Votre tâche ::
Reprenez le texte sur la décision de la Cour d'appel relative à l'autorisation de traitement, en le prolongeant à partir de sa dernière phrase.

C’est dans ce contexte que la Cour d’appel considéra que cette décision n’était pas déraisonnable, et qu’elle rappellera que les demandes rattachées à l’intégrité de la personne ont priorité sur toutes les autres5, ce qui signale leur urgence intrinsèque. En effet, la Cour rappelle ce qui suit : « que les dossiers concernant l’intégrité des personnes doivent procéder avec célérité et que tous sont appelés à collaborer à cette fin, y compris la partie visée par la demande »6. Ici, l’urgence s’imposait d’autant plus que le patient était maintenu en détention à l’Hôpital de St-Jérôme en attente de son audience devant la CETM. De plus, le procureur n’avait pas facilité le cheminement du dossier du patient et avait admis n’avoir contacté qu’un seul expert. Selon la Cour, le contexte d’une demande de remise exige davantage de précisions de celui qui la requiert, lequel ne peut se limiter à dire, sans plus de précisions, que d’autres personnes non identifiées seraient éventuellement contactées. En somme, la Cour conclut que cette demande de report avait un caractère dilatoire.

Quant à savoir si la Cour supérieure a erré en faisant droit à la demande en autorisation de traitement du CISSS, la Cour d’appel a répondu par la négative. Le fait que le juge ait rendu un jugement plutôt court ne permet pas nécessairement de conclure qu’il a fait fi dans son analyse des critères énoncés par la jurisprudence. Dans son appréciation des critères, le juge n’a commis aucune erreur de droit en retenant le témoignage de l’expert, lequel était par ailleurs largement fondé sur du ouï-dire. En citant les auteurs Royer et Lavallée7, la Cour conclut que la jurisprudence crée une exception à la prohibition du ouïdire en matière d’expertise dans des cas de nécessité et de commodité. Le témoin expert est donc habilité à donner une opinion basée sur des faits qu’il a recueillis hors de cours sans qu’il soit nécessaire que ceuxci ne soient établis en preuve pour donner une valeur probante à son opinion. C’est en ce sens que la Cour rappellera que cette preuve est recevable et pertinente.

Entrées extraites ::
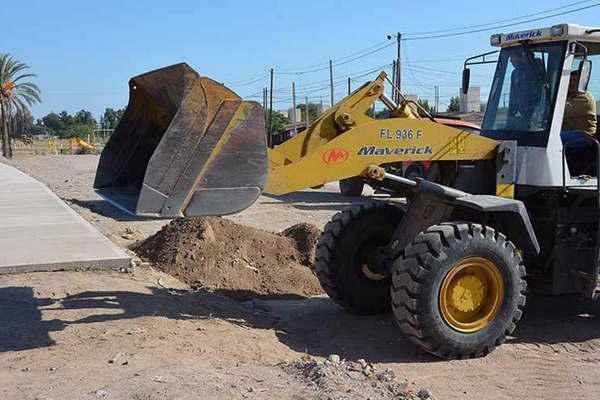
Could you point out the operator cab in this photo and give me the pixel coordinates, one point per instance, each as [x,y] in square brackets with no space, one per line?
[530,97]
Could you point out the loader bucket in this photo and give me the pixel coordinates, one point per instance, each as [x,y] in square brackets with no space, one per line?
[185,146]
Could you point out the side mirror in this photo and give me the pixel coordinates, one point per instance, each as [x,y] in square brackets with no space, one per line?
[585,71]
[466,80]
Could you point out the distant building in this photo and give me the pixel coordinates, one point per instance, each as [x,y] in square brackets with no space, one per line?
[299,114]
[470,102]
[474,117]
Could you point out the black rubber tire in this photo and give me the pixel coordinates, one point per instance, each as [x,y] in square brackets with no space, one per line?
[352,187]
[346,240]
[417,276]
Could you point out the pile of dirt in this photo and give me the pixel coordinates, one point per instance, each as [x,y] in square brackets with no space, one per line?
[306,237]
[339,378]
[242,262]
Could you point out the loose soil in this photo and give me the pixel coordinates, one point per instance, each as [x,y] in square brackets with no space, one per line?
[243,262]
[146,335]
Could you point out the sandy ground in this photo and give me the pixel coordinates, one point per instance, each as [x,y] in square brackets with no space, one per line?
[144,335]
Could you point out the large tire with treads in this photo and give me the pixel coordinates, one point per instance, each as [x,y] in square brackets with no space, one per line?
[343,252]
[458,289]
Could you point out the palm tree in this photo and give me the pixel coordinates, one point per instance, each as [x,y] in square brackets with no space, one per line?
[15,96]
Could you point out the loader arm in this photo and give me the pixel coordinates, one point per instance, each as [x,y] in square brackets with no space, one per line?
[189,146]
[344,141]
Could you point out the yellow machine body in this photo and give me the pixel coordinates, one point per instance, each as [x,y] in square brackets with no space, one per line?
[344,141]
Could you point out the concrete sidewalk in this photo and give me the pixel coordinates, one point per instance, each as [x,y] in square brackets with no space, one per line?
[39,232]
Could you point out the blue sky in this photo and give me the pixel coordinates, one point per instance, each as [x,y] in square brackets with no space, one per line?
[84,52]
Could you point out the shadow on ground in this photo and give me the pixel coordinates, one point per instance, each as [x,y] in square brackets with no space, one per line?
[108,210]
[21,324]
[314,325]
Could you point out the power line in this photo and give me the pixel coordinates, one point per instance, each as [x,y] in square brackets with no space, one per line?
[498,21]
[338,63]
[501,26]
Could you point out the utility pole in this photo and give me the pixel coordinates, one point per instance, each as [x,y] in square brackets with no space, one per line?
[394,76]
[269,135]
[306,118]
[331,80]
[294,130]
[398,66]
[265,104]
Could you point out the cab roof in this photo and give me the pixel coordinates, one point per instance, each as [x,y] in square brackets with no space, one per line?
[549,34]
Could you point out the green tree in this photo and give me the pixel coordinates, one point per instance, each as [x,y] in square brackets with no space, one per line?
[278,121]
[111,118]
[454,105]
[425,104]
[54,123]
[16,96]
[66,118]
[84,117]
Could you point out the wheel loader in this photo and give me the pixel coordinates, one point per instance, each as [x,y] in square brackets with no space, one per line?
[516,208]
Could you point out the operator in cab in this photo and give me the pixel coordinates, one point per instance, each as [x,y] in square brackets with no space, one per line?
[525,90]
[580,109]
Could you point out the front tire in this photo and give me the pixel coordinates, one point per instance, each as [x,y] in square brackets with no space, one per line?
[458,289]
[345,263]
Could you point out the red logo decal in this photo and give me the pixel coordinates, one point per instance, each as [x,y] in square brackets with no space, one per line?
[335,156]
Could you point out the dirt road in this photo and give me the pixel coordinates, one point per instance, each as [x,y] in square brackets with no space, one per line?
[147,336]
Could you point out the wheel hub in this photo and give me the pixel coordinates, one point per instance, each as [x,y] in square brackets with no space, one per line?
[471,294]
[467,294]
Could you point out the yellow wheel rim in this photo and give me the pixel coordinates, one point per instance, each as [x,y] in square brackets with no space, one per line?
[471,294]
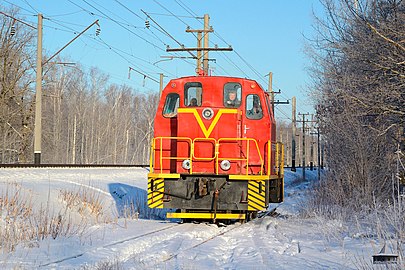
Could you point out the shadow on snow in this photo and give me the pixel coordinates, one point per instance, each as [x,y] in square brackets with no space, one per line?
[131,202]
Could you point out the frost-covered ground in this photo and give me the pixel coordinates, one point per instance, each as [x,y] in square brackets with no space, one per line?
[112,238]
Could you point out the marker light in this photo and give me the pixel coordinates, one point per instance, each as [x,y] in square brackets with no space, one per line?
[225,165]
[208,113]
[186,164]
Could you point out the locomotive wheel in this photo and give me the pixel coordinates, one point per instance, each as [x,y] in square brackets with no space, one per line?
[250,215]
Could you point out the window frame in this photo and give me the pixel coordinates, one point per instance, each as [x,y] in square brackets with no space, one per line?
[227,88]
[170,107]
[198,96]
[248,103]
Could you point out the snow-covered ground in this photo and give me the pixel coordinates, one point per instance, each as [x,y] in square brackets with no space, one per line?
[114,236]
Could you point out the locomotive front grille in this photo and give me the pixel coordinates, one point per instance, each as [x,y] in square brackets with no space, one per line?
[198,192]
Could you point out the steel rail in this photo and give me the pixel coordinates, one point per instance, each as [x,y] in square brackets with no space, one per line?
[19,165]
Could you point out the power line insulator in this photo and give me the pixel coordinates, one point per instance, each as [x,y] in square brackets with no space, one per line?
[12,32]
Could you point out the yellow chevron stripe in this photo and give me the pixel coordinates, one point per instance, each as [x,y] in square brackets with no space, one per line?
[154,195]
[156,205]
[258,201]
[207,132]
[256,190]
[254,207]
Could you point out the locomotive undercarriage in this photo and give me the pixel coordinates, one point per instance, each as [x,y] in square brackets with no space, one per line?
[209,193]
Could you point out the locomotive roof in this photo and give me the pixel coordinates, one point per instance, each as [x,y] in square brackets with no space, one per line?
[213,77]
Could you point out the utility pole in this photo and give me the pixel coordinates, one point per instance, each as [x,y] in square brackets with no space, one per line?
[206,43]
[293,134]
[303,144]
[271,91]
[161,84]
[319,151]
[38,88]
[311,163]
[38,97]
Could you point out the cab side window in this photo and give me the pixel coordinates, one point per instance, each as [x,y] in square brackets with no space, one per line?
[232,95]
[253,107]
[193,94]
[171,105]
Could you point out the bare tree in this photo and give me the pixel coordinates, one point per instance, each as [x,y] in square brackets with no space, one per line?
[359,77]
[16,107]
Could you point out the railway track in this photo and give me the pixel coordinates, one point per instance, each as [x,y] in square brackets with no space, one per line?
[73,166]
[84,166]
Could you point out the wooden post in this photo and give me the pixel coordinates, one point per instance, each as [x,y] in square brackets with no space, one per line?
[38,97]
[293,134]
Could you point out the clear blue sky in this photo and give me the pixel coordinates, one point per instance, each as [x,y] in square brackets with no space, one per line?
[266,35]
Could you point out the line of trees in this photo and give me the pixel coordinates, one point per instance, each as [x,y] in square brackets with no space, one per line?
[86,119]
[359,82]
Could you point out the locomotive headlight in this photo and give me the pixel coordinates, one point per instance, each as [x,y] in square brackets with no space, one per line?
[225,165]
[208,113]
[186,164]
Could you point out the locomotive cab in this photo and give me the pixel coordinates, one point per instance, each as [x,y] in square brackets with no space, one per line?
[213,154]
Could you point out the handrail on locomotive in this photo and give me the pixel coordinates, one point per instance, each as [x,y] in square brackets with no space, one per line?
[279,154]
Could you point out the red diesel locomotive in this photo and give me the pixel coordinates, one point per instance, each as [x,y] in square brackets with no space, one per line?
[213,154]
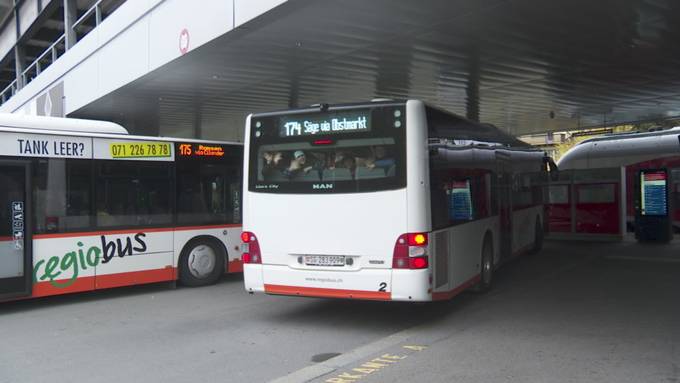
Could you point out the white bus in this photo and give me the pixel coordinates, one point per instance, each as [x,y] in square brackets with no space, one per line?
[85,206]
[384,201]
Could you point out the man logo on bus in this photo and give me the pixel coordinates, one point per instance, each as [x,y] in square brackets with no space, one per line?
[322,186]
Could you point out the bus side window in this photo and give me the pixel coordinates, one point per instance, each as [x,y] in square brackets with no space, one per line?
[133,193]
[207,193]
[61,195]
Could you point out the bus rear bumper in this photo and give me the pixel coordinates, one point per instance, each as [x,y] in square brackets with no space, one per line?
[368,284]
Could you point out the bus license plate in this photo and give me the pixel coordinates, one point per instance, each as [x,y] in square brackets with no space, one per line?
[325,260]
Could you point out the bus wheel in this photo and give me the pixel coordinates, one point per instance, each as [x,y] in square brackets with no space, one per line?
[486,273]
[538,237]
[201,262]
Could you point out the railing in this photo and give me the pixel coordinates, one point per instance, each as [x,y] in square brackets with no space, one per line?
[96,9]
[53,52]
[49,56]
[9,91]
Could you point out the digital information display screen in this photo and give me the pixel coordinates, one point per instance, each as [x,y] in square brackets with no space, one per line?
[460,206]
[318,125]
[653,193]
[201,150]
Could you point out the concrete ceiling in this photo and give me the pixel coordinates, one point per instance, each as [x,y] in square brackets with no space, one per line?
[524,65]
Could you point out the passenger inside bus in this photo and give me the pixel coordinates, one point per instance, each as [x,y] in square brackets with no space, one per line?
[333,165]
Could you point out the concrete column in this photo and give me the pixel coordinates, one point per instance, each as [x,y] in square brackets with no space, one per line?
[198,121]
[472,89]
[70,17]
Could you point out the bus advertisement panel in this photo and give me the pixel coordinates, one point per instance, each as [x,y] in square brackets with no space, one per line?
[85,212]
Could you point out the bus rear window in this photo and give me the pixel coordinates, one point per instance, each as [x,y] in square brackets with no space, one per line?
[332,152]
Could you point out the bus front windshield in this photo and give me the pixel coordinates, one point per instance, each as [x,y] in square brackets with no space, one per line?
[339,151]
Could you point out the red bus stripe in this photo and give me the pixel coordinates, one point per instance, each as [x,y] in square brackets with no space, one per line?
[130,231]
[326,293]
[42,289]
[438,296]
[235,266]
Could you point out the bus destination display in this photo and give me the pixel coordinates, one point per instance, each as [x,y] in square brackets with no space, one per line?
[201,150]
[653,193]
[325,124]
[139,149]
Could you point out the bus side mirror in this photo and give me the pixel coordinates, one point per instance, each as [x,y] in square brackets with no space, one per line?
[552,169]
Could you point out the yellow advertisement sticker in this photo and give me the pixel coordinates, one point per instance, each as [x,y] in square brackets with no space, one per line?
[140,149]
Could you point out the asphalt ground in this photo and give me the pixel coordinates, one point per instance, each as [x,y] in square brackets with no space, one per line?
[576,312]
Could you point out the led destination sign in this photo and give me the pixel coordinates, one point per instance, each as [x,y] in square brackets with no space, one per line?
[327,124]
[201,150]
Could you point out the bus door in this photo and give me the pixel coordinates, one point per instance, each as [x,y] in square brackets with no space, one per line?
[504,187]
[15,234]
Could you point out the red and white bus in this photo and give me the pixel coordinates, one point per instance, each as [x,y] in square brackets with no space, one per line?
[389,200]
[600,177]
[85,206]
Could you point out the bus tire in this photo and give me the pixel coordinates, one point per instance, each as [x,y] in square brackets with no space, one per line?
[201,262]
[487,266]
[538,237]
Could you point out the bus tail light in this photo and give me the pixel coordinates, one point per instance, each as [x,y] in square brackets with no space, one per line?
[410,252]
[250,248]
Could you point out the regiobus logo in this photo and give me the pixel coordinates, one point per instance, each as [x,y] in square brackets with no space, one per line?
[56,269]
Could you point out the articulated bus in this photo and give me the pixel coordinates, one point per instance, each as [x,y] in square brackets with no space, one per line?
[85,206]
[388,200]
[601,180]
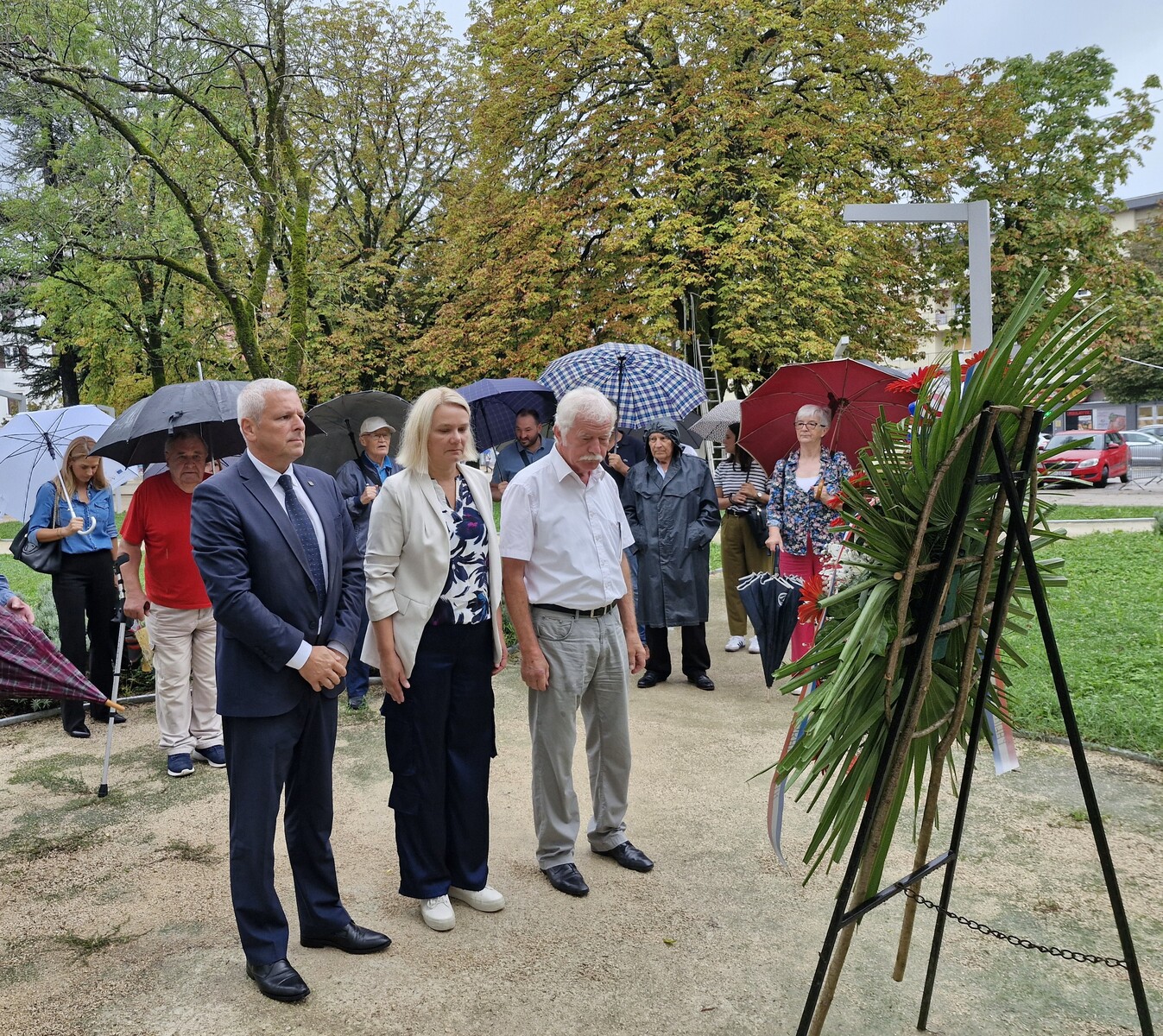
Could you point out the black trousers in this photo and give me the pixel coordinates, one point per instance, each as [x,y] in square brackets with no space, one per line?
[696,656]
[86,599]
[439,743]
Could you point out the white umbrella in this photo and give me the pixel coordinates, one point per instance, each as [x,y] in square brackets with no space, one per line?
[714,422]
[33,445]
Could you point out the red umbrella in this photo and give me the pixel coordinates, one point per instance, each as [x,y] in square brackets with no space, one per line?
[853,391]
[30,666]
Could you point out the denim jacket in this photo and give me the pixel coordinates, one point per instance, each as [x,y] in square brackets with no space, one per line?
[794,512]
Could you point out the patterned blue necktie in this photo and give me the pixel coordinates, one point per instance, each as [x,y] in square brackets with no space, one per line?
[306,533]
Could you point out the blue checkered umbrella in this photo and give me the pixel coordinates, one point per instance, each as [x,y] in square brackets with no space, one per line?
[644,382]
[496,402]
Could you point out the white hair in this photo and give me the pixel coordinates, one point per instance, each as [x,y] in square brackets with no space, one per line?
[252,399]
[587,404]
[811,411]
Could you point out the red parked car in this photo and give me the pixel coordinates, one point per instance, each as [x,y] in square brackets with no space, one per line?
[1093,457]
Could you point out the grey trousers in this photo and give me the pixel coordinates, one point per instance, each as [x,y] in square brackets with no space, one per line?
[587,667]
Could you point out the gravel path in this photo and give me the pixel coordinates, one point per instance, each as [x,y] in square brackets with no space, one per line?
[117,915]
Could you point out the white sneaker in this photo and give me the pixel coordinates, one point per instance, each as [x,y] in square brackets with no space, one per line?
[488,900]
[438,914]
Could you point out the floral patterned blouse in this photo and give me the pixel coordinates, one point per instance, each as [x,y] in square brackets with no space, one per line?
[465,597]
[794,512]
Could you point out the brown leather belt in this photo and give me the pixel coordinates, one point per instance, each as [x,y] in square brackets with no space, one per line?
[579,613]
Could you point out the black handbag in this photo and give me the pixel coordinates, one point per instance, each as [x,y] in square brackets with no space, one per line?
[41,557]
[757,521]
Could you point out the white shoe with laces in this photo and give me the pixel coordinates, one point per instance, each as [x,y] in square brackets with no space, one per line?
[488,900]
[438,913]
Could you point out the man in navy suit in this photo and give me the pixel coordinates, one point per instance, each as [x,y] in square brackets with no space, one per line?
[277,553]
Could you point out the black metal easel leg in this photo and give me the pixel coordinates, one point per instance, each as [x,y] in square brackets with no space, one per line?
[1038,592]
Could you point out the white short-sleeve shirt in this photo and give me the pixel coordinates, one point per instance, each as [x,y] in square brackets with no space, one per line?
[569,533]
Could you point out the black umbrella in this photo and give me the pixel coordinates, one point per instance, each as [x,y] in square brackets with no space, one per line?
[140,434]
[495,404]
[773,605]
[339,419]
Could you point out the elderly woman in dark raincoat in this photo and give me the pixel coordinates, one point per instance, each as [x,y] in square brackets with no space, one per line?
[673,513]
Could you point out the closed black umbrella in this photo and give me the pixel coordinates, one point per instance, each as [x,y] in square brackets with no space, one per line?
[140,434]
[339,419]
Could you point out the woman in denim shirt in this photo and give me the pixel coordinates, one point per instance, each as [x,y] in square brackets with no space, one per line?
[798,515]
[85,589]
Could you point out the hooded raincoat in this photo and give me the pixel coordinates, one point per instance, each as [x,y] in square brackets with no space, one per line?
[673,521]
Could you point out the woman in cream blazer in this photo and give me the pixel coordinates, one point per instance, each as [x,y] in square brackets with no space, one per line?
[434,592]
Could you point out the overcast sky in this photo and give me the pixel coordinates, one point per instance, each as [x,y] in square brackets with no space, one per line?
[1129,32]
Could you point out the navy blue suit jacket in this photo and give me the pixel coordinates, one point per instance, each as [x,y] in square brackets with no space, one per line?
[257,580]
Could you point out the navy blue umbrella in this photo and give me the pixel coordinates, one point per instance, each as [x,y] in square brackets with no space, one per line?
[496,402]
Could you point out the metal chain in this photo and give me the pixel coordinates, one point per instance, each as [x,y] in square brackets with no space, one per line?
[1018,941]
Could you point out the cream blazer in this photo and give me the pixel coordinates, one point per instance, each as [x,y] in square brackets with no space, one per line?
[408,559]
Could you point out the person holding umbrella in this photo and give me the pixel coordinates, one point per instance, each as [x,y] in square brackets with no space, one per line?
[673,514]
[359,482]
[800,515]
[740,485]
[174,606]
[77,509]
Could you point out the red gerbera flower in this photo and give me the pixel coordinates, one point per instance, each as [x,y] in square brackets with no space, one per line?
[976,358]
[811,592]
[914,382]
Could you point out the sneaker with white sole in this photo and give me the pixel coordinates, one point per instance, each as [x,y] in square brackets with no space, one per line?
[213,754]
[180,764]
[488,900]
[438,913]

Réponse à la tâche ::
Malgré la demande de l’appelant de réduire la durée de l’ordonnance à deux ans, la Cour d’appel a maintenu la durée du traitement à trois ans tout en rappelant que le délai demandé dans ce type de dossier ne saurait être fixé selon des standards généraux, mais doit plutôt être évalué et personnalisé en fonction de la situation particulière de chaque patient. Par ailleurs, la Cour rappellera l’existence de deux mécanismes de révision en pareille matière, à savoir la révision biannuelle par le Conseil des médecins, dentistes et pharmaciens et la révision prévue à l’article 322 du C.p.c., qui permet à la Cour supérieure de réviser en tout temps une décision rendue en présence de faits nouveaux.


  1. D.A. c. Centre intégré de santé et de services sociaux des Laurentides, 2016 QCCA 1734.
  2. F.D. c. Centre universitaire de santé McGill (Hôpital Royal-Victoria), 2015 QCCA 1139.
  3. Id., par. 30.
  4. Code de procédure civile, RLRQ, c. C-25.01, art. 9 al. 3 et 17-20 (ci-après « C.p.c. »).
  5. Art. 395 C.p.c.
  6. D.A. c. Centre intégré de santé et de services sociaux des Laurentides, préc., note 1, par. 15.
  7. Jean-Claude Royer, La preuve civile, 4e éd., par Jean-Claude Royer et Sophie Lavallée, Cowansville, Éditions Yvon Blais, 2008, p. 339.